To do
Each entry below needs to be transcribed verbatim; the images should not appear.

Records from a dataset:
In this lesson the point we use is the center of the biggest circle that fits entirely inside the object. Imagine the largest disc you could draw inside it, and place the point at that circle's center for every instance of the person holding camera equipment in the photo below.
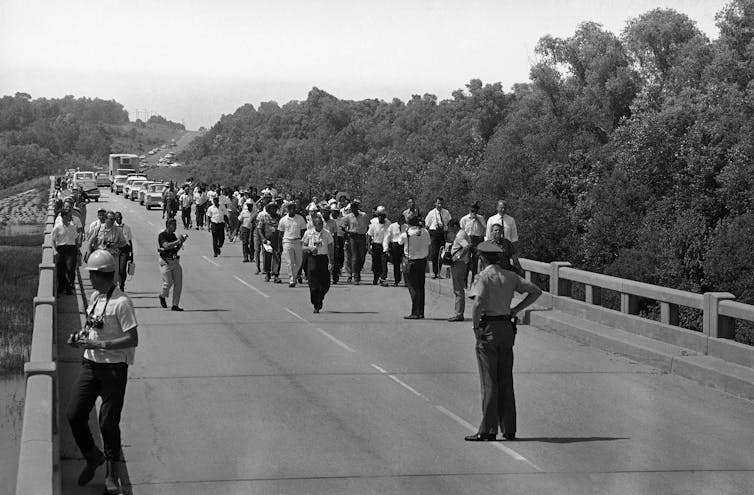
(494, 325)
(170, 267)
(109, 339)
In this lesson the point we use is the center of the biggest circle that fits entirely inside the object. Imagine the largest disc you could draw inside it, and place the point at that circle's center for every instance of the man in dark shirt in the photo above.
(170, 266)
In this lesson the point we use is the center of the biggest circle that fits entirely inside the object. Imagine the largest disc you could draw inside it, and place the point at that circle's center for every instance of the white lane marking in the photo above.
(251, 286)
(337, 341)
(512, 453)
(216, 264)
(297, 316)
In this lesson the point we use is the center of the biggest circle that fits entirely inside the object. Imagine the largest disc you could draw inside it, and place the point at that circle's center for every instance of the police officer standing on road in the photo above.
(170, 266)
(109, 339)
(494, 328)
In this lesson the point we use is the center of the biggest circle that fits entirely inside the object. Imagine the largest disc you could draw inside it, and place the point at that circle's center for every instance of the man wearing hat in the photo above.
(109, 339)
(473, 224)
(415, 241)
(493, 324)
(356, 226)
(375, 236)
(267, 227)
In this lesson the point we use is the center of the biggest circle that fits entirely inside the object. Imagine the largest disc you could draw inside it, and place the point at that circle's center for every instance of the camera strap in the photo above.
(107, 300)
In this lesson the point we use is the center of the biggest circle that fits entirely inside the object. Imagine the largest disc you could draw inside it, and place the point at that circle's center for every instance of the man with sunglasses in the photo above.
(109, 339)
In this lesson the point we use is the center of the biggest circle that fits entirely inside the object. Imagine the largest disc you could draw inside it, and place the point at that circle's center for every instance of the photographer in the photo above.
(170, 266)
(109, 339)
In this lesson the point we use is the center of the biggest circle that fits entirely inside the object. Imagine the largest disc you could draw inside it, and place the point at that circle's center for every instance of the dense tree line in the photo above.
(628, 154)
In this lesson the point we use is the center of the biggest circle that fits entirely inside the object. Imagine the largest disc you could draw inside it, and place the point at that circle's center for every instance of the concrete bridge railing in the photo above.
(39, 457)
(718, 309)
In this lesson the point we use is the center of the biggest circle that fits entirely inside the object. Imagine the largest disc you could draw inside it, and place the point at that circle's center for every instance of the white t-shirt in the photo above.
(292, 227)
(119, 317)
(509, 227)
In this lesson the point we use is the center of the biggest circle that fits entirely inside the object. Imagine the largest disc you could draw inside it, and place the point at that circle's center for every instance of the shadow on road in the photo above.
(568, 439)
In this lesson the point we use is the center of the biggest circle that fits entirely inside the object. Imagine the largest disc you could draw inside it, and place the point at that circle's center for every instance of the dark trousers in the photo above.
(437, 241)
(318, 278)
(358, 244)
(415, 282)
(339, 254)
(474, 261)
(105, 380)
(218, 236)
(396, 256)
(272, 260)
(66, 266)
(123, 259)
(494, 352)
(246, 243)
(186, 217)
(200, 212)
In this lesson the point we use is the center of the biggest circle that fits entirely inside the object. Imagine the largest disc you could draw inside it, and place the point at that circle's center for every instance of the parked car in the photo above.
(143, 191)
(119, 181)
(103, 180)
(153, 196)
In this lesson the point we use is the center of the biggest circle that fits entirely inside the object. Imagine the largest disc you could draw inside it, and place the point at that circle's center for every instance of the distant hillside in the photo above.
(39, 137)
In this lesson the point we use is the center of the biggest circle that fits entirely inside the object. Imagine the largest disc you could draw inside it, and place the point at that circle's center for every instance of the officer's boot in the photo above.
(112, 486)
(94, 459)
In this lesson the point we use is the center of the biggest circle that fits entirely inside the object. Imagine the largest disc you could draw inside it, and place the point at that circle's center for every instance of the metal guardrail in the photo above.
(39, 454)
(719, 309)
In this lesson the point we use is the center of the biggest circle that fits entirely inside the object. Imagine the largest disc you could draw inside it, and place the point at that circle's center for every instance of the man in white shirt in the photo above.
(293, 227)
(437, 223)
(415, 242)
(218, 217)
(510, 231)
(474, 225)
(394, 250)
(66, 242)
(375, 236)
(319, 245)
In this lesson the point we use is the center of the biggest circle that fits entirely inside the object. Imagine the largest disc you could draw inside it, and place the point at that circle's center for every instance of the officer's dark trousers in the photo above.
(105, 380)
(358, 244)
(494, 352)
(415, 282)
(218, 236)
(66, 266)
(318, 278)
(396, 256)
(246, 243)
(186, 217)
(437, 241)
(379, 262)
(339, 253)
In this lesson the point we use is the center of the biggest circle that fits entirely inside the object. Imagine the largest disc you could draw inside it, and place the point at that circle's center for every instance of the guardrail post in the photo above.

Written answer
In this lesson the point we use is the center of the biggest circle that fits entirely inside the object. Imagine the largest disc you could draw inside it, and place the point at that circle's center for every instance of the person holding camera equipment in the photo below.
(494, 325)
(170, 267)
(109, 339)
In this lesson the point we use is the center of the biggest circle that fits entirely inside the object. Imagine the largest disc you could draw inside it, and place the point at that circle's center for every instance of the man in dark shirt in the photo above.
(170, 266)
In this lesson the point we use is the center of the biggest circle that fits entirely inside the object. Imagine the largest disc you could draw inside it, and place the point at that circle's center for every instance of the white lane marking in the photo above.
(251, 286)
(337, 341)
(512, 453)
(216, 264)
(297, 316)
In this lesson the point we use is the center of the biggest circle that fits entirely inside the object. Imagine the largest disc you could draw inside it, and place the point at that circle's center for every instance of the police officer standing on road in the photo above.
(170, 266)
(109, 339)
(494, 328)
In this lesson the point we use is the center of the biggest circle that fits entirely inside the object. Imagine the largest disc you could draw inside it, and place the point at that circle's center for every instance of the man wearing hat in the photo above.
(109, 339)
(473, 224)
(415, 241)
(493, 324)
(356, 226)
(375, 236)
(267, 227)
In this lesson the point we use is the center of the biggest circle that fits entirely inside the object. Imagine the largest disc you could draw inside it, and place the point at that circle's center for every instance of the camera strap in the photo above.
(107, 300)
In this lesson the point we use is the center of the biggest circle that fits entirely inside the object. Imagine the largest disc you could draw inside it, and place the point at that circle's center for every instance of the man with sunglasses in the photo above.
(109, 339)
In this lesson the point we use is the center of the biggest circle that fits entirely inside the object. Imagine the largest disc you could draw inside it, and place the point at that circle's center for every instance of the photographer in the photo above.
(170, 266)
(109, 339)
In this lesson the point we use is the center of the biggest circle that fits entirely inside the object. Imagine the largest disc you could draw inside it, and place the point at that circle's center for every instance of the dense tree line in the photo above.
(628, 154)
In this lesson the point we use is the center of the biggest circle that fits entirely inside the object. Imagine the largest disc you could draw inside it, and place the point at that circle's center for every instance of the concrete bridge railing in the photo above.
(39, 457)
(718, 309)
In this lesson the point we use is the center of the biggest circle that fits entirely inside the object. Imagine the largest disc you could draw inside it, and place the point at that circle's center for every instance of the white t-shirt in the photo above.
(292, 227)
(119, 317)
(509, 227)
In this lesson the point we use is the center of the biggest circle that fits entirely inside the object. Imagine the largest disc you could draw inside it, and place the point at that circle's center for every instance of the shadow on road in the photo above.
(568, 439)
In this lesson the point we use is the center of the biggest circle that fits entirely inside the object. Imagine the largest disc you could draw inside it, and place the point at that circle's center for every instance of the dark trousers in the photo above.
(437, 241)
(318, 278)
(358, 244)
(415, 282)
(339, 254)
(474, 261)
(105, 380)
(218, 236)
(396, 256)
(272, 260)
(66, 266)
(123, 259)
(494, 352)
(246, 243)
(186, 217)
(200, 212)
In this lesson the point we use is the center of the biggest circle that fits entirely inside the object. Imagine the largest disc you could draw inside it, and place the point at that circle's center for every instance of the parked car in the photo above.
(143, 191)
(119, 181)
(103, 180)
(153, 196)
In this lesson the point we use is the center of the biggest circle that fits entirely inside the object. Imagine the largest disc you could draw inside it, and place the point at that circle's center for every instance of the distant hillside in the photo above.
(39, 137)
In this lesson the point we use is the center of the biggest circle that fits entirely inside the object. Imagine the largest disc you could draw inside it, and place the point at that circle's center for every instance of the officer's boot in the photo above.
(112, 486)
(94, 459)
In this lesson the point we use is the center of the biggest circle that fits entirely inside the object. Imagine the largest disc you could draw inside it, and place the point at that circle's center for every instance of the metal guardrail in the photo above.
(39, 454)
(719, 309)
In this lesson the point we use is the center of the biggest circle that fits entirely inside the object. Imagine the largest disc you could draw inside it, and place the point at that circle's center for every instance of the man in white shirt in the photo above.
(293, 227)
(437, 223)
(415, 242)
(218, 217)
(510, 231)
(474, 225)
(394, 250)
(66, 242)
(375, 236)
(319, 245)
In this lesson the point we use is the center of the biggest circle that fits entirely inside the object. Imagine the largest disc you could draw inside it, and place the point at that circle's center for every instance of the officer's dark trousers in the photo above.
(105, 380)
(358, 244)
(494, 352)
(415, 282)
(218, 236)
(66, 266)
(318, 278)
(396, 256)
(246, 243)
(186, 217)
(437, 241)
(379, 262)
(339, 253)
In this lesson the point we use is the center of the biggest circle that fits entirely inside the object. Imagine the largest disc you could draw inside it, and place the point at that circle's center for every instance of the guardrail post in the photo above.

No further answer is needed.